_Okuma Parçası_
..............................

Klerans almaya gittiğimizde;
şiddetli rüzgar nedeniyle uçuşu
kestiklerini ve bizimde mümkünse
beklememizi bildirdiler.
Verdikleri rüzgar 900 den zaman
zaman 30-32 knot. Gerçekten
hamleli bir rüzgar vardı ve dün
yaklaşan cepheden dolayı
depresyon ve anormal hava
koşullarını şimdi dahi iyi
anlıyorduk. Ancak bir sorunumuz
vardı; maç o akşam oynanıyordu
ve bizim beklemeye tahammülümüz
yoktu. İtalyan F-104 Filosu hava
savunma rolünde tip tanklarla
bizim pylon tanklı halimizden
kalkışta daha az problemle
karşılayabileceklerine rağmen
NATO denetlemesinde bile uçuşu
iptal etmişti. F-104 uçuş el
kitabında 90 dereceden 15 knot’a
kadar rüzgarda tip tank yüküyle
kalkış-iniş yapılabileceğini
yazmasına rağmen bir pylon
tank’lı uçaklarla kalkış
yapacaktık ve İtalyanlar NATO
denetlemesinde uçuşu
durdurmuştu, bu durumu
kendilerine izah edemedikleri
gibi bize anlatmak için Bnb.

..............................

_Girdi Verileri_
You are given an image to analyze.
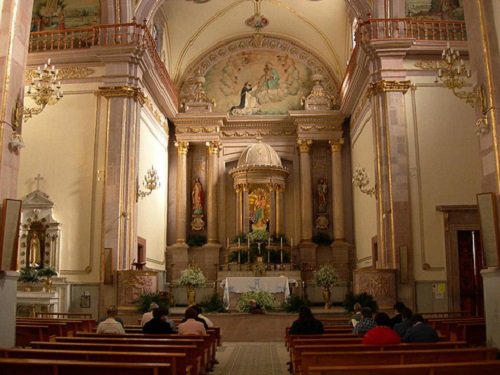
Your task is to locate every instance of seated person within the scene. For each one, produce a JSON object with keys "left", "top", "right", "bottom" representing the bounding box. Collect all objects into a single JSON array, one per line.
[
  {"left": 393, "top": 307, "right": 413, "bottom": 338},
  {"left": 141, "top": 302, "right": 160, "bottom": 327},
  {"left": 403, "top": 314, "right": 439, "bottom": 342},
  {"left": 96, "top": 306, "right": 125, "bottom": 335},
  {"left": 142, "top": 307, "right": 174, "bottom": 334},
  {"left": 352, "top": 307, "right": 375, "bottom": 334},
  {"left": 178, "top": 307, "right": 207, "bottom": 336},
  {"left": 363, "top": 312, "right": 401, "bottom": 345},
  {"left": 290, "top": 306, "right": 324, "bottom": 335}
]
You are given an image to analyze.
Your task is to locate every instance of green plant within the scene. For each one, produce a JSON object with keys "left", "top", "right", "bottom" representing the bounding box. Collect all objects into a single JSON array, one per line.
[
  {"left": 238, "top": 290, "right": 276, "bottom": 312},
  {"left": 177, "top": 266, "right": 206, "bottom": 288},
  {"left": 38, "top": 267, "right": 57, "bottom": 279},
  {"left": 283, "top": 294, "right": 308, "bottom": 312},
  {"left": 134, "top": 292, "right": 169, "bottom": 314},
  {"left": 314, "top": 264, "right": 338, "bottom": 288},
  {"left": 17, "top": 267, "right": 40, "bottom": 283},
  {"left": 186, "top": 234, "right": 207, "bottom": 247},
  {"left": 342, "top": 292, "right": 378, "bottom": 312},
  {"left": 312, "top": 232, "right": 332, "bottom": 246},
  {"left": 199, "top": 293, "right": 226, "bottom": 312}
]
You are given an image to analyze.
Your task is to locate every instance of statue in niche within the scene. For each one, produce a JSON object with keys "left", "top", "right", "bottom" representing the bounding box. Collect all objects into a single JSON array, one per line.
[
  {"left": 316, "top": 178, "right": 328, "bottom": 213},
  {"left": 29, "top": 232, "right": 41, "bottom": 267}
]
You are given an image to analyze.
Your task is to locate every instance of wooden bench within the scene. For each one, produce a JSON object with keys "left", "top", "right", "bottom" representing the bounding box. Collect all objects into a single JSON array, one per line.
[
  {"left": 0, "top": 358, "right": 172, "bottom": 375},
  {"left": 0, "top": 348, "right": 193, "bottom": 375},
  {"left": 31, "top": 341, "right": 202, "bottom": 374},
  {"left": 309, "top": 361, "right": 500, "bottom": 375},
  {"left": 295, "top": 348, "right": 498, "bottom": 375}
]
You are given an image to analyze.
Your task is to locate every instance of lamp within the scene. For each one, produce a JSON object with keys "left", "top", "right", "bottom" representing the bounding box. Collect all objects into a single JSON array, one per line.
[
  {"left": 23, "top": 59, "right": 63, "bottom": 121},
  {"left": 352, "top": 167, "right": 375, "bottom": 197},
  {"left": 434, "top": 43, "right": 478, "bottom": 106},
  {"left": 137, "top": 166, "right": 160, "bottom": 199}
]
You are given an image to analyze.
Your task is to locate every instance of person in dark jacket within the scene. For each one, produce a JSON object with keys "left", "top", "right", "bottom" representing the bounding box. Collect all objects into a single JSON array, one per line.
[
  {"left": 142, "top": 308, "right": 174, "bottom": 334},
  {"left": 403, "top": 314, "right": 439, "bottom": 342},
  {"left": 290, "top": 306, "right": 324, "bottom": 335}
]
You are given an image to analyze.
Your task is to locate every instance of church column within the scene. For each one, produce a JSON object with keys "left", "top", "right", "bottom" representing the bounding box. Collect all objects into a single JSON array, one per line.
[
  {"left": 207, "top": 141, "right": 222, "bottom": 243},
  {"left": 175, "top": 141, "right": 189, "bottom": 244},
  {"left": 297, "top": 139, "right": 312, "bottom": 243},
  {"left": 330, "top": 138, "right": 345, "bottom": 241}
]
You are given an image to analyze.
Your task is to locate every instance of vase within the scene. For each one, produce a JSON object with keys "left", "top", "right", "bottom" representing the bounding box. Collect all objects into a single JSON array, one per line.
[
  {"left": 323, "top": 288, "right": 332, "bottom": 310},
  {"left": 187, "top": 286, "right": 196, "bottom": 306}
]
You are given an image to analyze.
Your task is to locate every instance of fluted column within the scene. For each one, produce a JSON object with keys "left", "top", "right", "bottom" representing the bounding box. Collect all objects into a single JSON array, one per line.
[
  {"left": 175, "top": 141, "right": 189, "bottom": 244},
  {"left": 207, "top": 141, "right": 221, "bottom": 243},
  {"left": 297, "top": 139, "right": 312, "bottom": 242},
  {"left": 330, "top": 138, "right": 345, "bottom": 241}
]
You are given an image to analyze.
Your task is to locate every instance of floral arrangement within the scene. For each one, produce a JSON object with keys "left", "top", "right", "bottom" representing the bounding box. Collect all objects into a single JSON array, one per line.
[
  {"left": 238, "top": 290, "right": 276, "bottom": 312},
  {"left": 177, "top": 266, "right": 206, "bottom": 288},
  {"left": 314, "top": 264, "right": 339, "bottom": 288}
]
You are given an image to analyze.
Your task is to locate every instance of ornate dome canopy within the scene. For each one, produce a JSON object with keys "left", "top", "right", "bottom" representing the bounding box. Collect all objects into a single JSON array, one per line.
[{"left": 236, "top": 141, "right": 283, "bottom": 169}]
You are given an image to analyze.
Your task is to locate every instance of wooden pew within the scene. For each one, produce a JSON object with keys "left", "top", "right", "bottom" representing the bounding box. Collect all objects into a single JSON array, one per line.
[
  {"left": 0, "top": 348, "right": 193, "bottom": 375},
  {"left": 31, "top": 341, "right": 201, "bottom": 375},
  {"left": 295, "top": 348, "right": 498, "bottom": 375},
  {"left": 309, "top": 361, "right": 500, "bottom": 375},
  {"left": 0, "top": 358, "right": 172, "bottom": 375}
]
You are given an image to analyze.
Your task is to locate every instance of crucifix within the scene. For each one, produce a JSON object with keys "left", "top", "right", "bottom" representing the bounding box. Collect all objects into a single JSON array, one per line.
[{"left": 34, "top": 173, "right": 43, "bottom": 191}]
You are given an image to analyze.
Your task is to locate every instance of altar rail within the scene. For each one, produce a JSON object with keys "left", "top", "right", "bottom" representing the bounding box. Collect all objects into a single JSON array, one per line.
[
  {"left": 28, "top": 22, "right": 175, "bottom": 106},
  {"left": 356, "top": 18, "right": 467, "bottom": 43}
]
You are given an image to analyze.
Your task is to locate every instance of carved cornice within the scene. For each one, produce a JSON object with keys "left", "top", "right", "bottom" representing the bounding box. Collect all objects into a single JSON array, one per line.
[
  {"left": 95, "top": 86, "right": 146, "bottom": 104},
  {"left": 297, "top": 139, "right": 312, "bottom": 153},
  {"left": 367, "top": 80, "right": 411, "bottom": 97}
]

..............................

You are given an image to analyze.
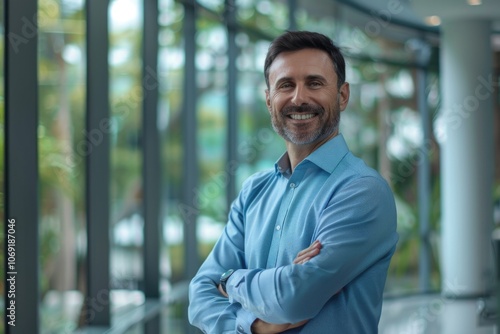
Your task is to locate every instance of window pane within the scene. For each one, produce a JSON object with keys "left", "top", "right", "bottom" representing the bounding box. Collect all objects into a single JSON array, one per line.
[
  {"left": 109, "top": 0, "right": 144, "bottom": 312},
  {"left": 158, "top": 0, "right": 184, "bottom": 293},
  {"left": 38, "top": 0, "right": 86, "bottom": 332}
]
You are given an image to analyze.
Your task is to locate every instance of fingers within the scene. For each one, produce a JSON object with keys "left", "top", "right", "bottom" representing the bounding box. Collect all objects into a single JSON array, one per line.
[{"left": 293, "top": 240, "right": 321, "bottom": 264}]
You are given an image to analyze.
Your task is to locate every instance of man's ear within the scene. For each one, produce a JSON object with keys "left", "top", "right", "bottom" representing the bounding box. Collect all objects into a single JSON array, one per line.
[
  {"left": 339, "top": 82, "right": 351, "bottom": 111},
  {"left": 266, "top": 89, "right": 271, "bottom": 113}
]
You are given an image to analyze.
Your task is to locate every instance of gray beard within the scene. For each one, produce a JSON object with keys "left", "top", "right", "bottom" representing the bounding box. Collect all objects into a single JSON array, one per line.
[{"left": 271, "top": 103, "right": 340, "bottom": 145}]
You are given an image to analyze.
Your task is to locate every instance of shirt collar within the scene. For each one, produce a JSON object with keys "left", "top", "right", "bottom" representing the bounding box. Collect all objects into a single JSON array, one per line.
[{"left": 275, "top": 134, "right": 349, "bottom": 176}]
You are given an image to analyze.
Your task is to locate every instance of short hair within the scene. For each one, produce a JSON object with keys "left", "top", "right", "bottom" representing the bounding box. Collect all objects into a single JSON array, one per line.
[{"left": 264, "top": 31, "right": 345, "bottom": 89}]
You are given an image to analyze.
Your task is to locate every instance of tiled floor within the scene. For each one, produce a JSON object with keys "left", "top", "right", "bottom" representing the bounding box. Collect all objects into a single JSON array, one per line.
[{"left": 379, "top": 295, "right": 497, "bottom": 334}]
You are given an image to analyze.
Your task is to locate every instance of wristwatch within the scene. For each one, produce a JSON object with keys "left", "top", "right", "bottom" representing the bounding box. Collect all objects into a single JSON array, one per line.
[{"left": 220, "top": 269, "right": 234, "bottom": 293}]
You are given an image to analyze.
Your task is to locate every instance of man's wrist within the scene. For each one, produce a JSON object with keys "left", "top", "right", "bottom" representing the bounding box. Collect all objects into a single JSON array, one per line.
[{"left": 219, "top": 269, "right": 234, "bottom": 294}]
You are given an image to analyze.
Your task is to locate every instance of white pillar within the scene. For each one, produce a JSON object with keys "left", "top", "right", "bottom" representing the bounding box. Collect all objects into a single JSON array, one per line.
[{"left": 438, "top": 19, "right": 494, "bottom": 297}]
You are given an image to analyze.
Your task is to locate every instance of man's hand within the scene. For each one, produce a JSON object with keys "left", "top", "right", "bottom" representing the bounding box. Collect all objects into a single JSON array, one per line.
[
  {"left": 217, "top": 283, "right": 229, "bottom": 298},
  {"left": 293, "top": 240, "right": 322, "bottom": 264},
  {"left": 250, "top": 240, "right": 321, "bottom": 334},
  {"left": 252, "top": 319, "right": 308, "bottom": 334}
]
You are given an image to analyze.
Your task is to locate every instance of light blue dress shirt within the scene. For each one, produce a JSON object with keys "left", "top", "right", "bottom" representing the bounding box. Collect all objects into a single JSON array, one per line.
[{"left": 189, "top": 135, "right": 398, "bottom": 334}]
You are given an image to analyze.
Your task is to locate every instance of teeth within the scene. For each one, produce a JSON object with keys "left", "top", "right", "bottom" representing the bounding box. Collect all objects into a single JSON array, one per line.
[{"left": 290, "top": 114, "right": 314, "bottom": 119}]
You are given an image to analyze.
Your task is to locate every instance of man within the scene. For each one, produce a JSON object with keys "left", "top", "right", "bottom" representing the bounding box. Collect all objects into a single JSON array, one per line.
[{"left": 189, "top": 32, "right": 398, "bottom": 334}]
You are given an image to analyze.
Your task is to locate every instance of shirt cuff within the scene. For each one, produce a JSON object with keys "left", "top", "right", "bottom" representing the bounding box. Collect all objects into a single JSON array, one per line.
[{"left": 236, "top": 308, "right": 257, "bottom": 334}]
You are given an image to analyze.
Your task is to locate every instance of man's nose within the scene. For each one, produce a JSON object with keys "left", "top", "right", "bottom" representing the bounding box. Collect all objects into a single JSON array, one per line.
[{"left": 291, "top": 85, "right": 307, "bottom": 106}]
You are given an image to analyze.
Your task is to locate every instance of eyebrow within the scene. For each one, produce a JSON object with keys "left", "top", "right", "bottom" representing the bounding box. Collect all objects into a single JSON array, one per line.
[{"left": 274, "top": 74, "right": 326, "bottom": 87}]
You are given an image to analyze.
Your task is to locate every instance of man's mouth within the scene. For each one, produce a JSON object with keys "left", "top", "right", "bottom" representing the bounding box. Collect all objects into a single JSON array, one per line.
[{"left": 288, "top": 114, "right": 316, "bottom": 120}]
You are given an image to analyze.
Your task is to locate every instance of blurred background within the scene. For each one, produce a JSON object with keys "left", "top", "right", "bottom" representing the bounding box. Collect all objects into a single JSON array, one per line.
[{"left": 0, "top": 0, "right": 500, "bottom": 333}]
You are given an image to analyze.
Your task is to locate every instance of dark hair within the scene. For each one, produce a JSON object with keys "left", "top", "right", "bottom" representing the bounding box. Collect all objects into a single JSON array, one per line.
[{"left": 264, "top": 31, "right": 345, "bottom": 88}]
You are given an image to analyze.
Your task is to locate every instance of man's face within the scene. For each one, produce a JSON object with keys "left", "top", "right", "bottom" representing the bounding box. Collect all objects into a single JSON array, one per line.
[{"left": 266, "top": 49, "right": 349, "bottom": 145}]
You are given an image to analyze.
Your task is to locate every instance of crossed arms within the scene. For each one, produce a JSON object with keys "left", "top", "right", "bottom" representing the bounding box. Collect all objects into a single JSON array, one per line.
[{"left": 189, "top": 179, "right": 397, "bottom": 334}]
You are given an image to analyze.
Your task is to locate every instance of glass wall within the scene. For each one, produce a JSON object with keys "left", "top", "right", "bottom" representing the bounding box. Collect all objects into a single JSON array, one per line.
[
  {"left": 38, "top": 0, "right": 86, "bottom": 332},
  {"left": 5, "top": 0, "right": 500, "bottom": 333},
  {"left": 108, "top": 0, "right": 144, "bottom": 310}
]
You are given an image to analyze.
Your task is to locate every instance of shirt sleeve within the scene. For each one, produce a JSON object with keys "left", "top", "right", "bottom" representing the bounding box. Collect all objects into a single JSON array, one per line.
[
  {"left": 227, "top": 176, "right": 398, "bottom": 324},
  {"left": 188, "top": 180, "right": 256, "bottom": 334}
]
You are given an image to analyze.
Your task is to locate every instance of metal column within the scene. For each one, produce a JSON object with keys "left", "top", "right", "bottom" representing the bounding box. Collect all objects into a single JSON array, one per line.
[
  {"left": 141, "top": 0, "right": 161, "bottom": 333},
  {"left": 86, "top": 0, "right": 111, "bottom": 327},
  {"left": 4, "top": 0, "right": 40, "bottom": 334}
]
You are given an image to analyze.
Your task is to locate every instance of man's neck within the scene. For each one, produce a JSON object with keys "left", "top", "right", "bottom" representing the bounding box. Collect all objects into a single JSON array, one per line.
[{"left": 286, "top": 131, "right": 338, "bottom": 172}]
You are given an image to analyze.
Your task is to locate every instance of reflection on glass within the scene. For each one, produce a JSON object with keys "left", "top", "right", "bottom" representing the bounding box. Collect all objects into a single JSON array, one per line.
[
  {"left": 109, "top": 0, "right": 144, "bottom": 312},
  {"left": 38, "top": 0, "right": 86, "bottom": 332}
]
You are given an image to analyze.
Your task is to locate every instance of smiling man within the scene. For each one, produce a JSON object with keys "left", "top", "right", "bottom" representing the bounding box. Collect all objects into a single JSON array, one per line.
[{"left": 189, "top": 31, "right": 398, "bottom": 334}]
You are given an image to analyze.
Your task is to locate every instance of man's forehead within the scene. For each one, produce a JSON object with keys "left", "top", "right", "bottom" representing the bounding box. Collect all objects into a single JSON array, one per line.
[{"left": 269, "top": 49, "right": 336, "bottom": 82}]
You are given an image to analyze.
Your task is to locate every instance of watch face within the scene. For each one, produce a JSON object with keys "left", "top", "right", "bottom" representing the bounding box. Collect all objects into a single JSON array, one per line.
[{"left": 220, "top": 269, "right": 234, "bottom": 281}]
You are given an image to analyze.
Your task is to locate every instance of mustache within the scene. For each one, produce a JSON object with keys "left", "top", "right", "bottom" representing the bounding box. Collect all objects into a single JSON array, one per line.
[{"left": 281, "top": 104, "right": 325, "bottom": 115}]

..............................

_İstenenler_
(A) Okuma parçasına göre klerans almaya gidildiğinde kendilerine ne bildirildi?
(B) Kayıtlarda "wooden" sözcüğünü içeren satırların tümünü bulun ve kopyalayın; büyük-küçük harf ayrımı dikkate alınmalıdır.
Okuma parçası ile kayıtlar birbirinden bağımsız iki ayrı malzemedir.

_Görev Çözümleri_
(A) Şiddetli rüzgar nedeniyle uçuşun kesildiği ve mümkünse beklemeleri bildirildi.

(B)
Your task is to locate every instance of wooden bench within the scene. For each one, produce a JSON object with keys "left", "top", "right", "bottom" representing the bounding box. Collect all objects into a single JSON array, one per line.
Your task is to locate every instance of wooden pew within the scene. For each one, produce a JSON object with keys "left", "top", "right", "bottom" representing the bounding box. Collect all objects into a single JSON array, one per line.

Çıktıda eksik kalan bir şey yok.